TASK 1: In the CIFAR-10 inference notebook, what constants are set under the comment "Model architecture (~10M params)", and what value does each one get?
TASK 2: Copy the CIFAR-10 inference notebook word for word, starting with "Must match training config" and going on through "Must match training!".
TASK 3: Write what comes next in the CIFAR-10 inference notebook, picking up right after its final line.

EXTRACTED TEXT:
>>
# CIFAR-10 Extended Boundaries Inference with Overlap Supervision

This notebook demonstrates inference with `PixNerDiTExtended` trained using **proper overlap supervision**.

## Key Innovation: Overlap Supervision

Unlike simple coordinate rescaling, this model:
1. **Predicts extended regions**: Each patch predicts beyond its boundary into neighbor territory
2. **Uses real pixels**: Extended predictions supervised against actual neighbor pixel values
3. **Enforces consistency**: Overlapping regions must match → adjacent patches predict same values
4. **Blends during inference**: Overlapping predictions averaged for smooth output

### Example: patch_size=2, margin=0.5
- `margin_pixels = 1`, `extended_size = 4`
- Each 2×2 core patch predicts a 4×4 region
- The extra pixels come from neighboring patches
- During inference, overlapping 4×4 predictions are blended

In [None]:
import os
import sys
from pathlib import Path

# Setup paths
NOTEBOOK_DIR = Path.cwd()
PIXNERD_DIR = NOTEBOOK_DIR / "PixNerd"

if PIXNERD_DIR.exists():
    os.chdir(PIXNERD_DIR)
    sys.path.insert(0, str(PIXNERD_DIR))
    print(f"Working directory: {os.getcwd()}")
else:
    print(f"ERROR: PixNerd directory not found at {PIXNERD_DIR}")

In [None]:
import torch
import numpy as np
import matplotlib.pyplot as plt
from PIL import Image

# Disable dynamo for compatibility
torch._dynamo.config.disable = True

print(f"PyTorch version: {torch.__version__}")
print(f"CUDA available: {torch.cuda.is_available()}")
if torch.cuda.is_available():
    print(f"GPU: {torch.cuda.get_device_name(0)}")

## Model Configuration

Must match training config from `train_cifar10_extended.py`

In [None]:
# =============================================================================
# MODEL CONFIGURATION - Must match training!
# =============================================================================

# Checkpoint path (v2 = fresh training with overlap supervision)
CHECKPOINT_PATH = str(NOTEBOOK_DIR / "workdirs/exp_cifar10_extended_v2/checkpoints/last.ckpt")

# Model architecture (~10M params)
PATCH_SIZE = 2
HIDDEN_SIZE = 256
DECODER_HIDDEN_SIZE = 32
NUM_ENCODER_BLOCKS = 6
NUM_DECODER_BLOCKS = 2
NUM_GROUPS = 4
NUM_CLASSES = 10

# Extended boundary config - KEY PARAMETERS
MARGIN = 0.5  # 0.5 = 1 pixel margin for patch_size=2

# Compute extended sizes
MARGIN_PIXELS = max(1, int(round(PATCH_SIZE * MARGIN)))
EXTENDED_SIZE = PATCH_SIZE + 2 * MARGIN_PIXELS
EFFECTIVE_MARGIN = MARGIN_PIXELS / PATCH_SIZE

print("Extended Boundary Configuration:")
<<
ITEMS:
>>
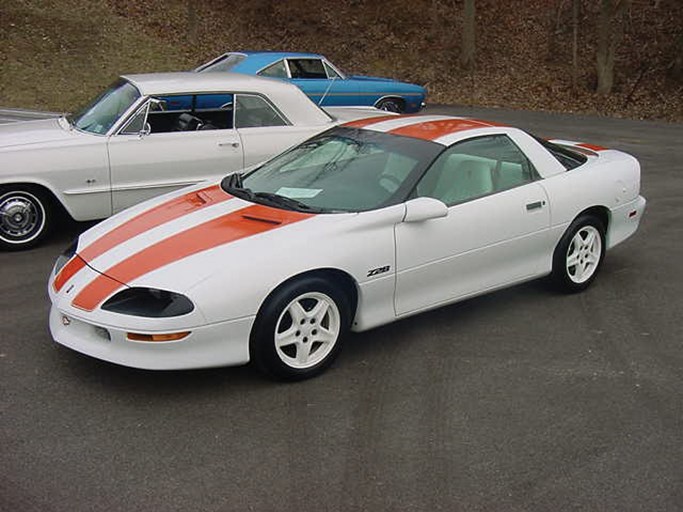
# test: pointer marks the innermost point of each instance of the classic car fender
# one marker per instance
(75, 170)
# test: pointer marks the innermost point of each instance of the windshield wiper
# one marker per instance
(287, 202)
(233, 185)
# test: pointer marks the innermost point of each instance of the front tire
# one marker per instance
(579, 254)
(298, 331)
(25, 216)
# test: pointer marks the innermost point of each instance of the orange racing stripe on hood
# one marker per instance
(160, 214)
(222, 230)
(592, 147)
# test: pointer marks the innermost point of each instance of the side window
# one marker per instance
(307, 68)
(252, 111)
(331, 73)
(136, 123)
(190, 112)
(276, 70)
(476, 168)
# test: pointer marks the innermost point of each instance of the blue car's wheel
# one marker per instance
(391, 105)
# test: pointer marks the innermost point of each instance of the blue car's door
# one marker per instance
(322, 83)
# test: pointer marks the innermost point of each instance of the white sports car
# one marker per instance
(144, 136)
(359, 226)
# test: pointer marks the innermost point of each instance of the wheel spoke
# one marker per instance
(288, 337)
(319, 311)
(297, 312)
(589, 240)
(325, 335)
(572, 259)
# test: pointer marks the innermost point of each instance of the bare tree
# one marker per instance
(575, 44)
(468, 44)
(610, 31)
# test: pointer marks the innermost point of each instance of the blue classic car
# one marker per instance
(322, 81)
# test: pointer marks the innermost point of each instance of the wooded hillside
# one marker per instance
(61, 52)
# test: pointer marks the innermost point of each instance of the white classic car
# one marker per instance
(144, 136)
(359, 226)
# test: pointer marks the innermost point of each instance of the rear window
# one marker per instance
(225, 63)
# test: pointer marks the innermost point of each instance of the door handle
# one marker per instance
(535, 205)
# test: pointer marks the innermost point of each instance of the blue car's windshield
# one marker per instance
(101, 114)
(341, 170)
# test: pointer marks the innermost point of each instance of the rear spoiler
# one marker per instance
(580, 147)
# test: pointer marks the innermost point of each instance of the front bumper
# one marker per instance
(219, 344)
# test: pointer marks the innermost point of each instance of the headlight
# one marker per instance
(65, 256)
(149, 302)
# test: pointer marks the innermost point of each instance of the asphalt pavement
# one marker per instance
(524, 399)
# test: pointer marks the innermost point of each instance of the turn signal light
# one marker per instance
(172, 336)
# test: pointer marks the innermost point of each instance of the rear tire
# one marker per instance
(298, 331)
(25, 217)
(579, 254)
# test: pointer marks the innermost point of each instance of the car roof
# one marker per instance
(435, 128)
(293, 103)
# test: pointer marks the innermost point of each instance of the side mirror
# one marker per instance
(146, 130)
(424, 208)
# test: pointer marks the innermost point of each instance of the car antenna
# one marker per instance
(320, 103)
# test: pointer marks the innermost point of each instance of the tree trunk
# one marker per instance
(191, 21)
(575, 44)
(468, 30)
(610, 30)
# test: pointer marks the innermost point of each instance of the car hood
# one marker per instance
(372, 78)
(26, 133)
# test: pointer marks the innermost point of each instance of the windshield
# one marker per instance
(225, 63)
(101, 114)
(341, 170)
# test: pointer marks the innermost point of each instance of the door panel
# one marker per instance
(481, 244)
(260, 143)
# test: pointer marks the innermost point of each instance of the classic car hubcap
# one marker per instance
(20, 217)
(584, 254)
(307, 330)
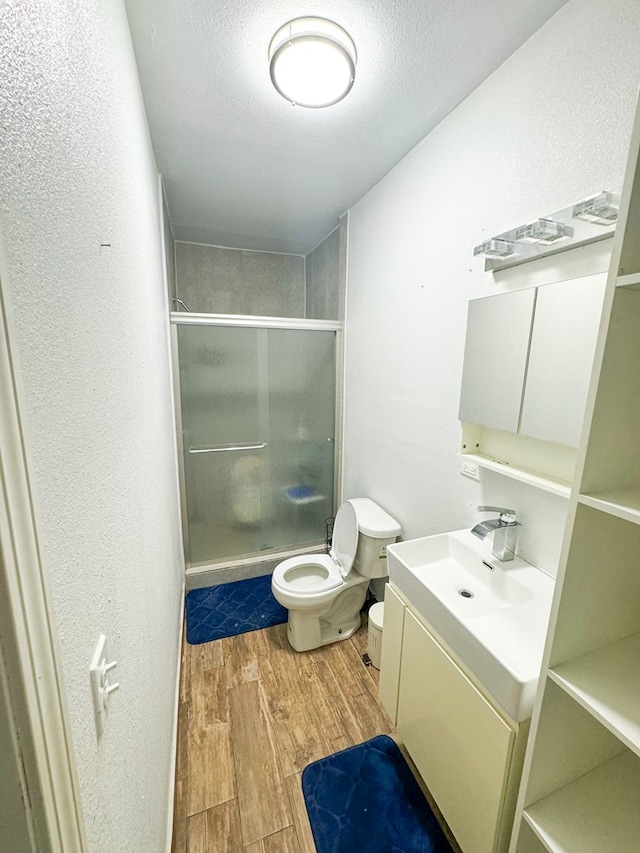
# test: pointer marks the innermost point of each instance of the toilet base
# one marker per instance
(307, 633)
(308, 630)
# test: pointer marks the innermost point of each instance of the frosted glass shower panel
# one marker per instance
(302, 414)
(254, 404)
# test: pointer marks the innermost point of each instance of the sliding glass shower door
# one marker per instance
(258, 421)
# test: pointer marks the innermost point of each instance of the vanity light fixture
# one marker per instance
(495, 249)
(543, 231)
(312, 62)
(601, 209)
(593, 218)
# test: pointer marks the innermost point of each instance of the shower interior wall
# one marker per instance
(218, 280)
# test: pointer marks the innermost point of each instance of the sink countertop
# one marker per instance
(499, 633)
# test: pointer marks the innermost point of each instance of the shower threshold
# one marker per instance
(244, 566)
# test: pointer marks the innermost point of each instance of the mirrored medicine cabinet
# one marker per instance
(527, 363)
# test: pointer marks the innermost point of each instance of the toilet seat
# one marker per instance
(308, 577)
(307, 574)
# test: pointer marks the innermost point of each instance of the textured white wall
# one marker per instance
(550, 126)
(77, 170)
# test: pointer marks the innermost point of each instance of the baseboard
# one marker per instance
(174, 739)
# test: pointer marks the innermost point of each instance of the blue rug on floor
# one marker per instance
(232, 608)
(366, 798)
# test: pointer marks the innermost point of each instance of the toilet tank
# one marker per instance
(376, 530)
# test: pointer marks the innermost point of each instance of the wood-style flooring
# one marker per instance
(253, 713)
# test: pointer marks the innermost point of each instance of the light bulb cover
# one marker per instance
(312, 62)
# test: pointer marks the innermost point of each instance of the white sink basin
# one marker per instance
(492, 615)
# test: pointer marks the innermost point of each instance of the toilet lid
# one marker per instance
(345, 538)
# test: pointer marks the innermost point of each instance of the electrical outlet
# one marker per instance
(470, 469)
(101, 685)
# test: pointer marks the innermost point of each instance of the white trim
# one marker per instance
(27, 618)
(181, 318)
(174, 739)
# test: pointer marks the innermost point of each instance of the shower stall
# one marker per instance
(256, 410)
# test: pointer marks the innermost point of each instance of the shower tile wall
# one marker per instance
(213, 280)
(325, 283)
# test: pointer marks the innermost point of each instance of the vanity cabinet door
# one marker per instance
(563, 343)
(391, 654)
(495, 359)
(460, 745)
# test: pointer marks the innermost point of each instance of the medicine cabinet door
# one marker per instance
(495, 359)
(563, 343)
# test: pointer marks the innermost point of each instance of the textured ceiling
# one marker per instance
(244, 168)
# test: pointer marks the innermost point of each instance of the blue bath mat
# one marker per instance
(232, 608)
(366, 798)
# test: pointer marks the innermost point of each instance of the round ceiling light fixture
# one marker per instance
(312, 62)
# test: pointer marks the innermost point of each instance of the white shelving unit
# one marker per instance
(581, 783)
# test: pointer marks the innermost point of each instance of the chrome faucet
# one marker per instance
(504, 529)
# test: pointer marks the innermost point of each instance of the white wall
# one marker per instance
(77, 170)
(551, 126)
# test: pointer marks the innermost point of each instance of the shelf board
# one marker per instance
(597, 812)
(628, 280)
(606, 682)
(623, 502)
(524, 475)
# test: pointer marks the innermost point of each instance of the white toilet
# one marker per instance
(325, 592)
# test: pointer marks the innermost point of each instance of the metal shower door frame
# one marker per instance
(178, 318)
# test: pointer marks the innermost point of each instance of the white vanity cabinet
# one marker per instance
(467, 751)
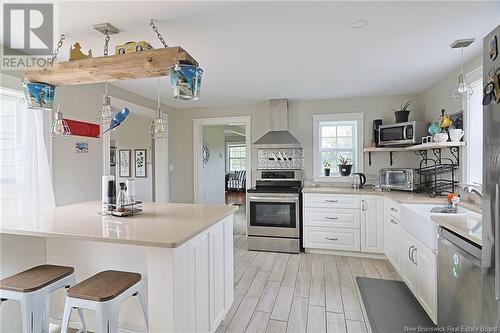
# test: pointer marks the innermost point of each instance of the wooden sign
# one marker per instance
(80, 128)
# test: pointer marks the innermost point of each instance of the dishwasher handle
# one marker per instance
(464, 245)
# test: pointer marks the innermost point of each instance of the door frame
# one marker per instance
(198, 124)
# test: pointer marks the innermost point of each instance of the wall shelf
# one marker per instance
<<
>>
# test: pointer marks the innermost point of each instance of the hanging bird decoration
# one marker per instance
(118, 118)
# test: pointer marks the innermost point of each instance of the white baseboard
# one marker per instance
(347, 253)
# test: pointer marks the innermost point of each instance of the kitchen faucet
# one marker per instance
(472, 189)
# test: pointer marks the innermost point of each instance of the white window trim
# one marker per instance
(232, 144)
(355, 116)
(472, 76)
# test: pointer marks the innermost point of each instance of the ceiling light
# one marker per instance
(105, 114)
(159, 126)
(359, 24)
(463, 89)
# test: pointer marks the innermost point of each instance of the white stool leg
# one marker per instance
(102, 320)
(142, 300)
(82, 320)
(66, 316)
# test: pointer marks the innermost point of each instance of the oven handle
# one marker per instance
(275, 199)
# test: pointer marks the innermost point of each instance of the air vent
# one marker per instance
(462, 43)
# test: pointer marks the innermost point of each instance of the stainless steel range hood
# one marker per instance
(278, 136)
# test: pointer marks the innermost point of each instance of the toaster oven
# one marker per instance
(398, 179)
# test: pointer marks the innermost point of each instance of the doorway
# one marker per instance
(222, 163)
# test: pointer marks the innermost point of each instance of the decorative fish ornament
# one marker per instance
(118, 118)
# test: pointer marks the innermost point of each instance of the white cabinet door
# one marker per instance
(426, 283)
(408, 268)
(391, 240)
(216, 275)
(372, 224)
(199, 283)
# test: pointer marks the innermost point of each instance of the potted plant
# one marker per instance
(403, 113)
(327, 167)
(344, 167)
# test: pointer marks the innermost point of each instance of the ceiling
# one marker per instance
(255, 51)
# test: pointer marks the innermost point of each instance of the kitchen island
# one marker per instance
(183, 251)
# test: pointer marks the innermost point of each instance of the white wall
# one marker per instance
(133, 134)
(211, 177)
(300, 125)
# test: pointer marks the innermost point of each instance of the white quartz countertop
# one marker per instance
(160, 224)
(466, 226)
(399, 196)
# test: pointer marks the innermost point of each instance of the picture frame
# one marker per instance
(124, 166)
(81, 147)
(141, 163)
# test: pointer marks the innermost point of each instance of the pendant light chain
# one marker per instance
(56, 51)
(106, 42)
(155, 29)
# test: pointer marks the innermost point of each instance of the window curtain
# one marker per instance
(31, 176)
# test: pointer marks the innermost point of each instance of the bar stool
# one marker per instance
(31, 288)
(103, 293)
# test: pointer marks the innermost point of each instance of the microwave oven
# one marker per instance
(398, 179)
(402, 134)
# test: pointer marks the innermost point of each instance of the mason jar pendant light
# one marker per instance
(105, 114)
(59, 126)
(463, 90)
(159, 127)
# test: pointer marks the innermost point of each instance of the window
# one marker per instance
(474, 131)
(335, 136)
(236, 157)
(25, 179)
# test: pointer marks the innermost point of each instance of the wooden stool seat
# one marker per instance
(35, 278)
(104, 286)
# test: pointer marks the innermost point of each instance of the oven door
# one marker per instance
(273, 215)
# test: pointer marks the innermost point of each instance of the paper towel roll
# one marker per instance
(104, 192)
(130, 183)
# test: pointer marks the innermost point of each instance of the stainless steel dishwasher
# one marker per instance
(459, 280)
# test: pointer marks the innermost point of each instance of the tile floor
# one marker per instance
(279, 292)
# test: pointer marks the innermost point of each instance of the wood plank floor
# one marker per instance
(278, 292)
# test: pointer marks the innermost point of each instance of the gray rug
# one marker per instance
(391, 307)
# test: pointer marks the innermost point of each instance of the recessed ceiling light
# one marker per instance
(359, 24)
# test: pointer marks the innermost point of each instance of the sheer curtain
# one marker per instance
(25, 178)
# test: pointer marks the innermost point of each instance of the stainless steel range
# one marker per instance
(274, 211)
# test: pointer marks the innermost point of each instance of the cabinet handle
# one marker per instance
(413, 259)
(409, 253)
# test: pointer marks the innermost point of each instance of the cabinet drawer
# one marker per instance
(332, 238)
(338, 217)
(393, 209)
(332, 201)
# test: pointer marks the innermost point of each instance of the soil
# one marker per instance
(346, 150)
<<
>>
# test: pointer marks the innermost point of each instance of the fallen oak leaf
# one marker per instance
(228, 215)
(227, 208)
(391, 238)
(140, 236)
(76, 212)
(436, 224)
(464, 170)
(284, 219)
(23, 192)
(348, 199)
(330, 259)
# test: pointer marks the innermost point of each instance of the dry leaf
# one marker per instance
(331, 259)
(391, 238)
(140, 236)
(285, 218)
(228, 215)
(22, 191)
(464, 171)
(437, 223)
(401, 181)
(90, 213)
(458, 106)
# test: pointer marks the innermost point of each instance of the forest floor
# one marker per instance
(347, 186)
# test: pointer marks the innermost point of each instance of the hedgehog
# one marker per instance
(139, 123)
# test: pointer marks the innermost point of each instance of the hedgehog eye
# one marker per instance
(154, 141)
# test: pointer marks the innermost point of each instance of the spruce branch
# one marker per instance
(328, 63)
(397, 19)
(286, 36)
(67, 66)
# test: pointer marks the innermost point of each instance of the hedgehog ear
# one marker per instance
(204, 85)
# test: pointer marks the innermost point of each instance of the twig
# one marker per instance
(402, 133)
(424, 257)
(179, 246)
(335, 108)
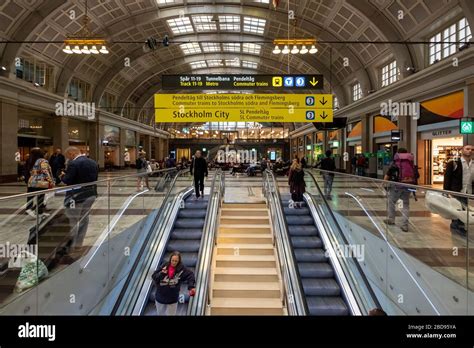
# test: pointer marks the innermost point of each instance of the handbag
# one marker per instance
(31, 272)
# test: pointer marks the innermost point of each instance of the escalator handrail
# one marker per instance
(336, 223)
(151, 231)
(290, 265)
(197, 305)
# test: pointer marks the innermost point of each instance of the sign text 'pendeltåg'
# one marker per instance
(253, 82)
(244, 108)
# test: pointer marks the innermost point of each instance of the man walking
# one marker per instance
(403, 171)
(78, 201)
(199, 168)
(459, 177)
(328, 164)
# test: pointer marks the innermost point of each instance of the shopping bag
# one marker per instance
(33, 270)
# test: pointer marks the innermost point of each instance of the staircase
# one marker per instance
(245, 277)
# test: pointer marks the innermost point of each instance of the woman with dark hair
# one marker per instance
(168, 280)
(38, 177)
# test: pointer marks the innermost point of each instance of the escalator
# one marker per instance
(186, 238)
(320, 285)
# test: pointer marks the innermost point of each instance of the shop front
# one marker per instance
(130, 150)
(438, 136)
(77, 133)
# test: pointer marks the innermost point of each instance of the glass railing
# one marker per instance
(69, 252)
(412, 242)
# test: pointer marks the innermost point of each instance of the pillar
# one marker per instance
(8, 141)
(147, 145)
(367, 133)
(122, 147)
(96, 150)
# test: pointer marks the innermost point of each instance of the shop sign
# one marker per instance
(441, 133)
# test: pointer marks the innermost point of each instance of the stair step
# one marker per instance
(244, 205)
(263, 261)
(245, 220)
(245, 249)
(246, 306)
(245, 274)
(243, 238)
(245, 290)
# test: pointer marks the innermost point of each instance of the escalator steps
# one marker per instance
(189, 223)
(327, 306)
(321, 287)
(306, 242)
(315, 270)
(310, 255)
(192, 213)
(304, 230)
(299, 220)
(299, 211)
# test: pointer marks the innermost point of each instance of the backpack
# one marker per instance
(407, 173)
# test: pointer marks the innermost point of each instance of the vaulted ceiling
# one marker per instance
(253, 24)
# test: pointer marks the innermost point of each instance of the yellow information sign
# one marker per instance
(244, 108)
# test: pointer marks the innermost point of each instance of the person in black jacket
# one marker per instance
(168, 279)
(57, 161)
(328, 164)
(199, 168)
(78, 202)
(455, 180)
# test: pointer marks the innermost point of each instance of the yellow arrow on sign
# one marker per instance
<<
WRITTEN REPLY 1:
- PATCH_SIZE = 2
- HIDDEN_SIZE = 256
- DECODER_HIDDEN_SIZE = 32
- NUM_ENCODER_BLOCKS = 6
- NUM_DECODER_BLOCKS = 2
- NUM_GROUPS = 4
- NUM_CLASSES = 10

WRITTEN REPLY 2:
Must match training config from `train_cifar10_extended.py`

In [None]:
# =============================================================================
# MODEL CONFIGURATION - Must match training!

WRITTEN REPLY 3:
print(f"  patch_size: {PATCH_SIZE}")
print(f"  margin: {MARGIN} → margin_pixels: {MARGIN_PIXELS}")
print(f"  extended_size: {EXTENDED_SIZE} (core {PATCH_SIZE} + {MARGIN_PIXELS} on each side)")
print(f"  effective_margin: {EFFECTIVE_MARGIN:.2f}")
print()
print("How overlap works:")
print(f"  • Each {PATCH_SIZE}×{PATCH_SIZE} patch predicts {EXTENDED_SIZE}×{EXTENDED_SIZE} pixels")
print(f"  • Overlapping predictions are blended during inference")
print(f"  • Consistency enforced during training → smooth boundaries")

# Sampling config
GUIDANCE_SCALE = 2.0
NUM_SAMPLING_STEPS = 50

# Device
DEVICE = "cuda" if torch.cuda.is_available() else "cpu"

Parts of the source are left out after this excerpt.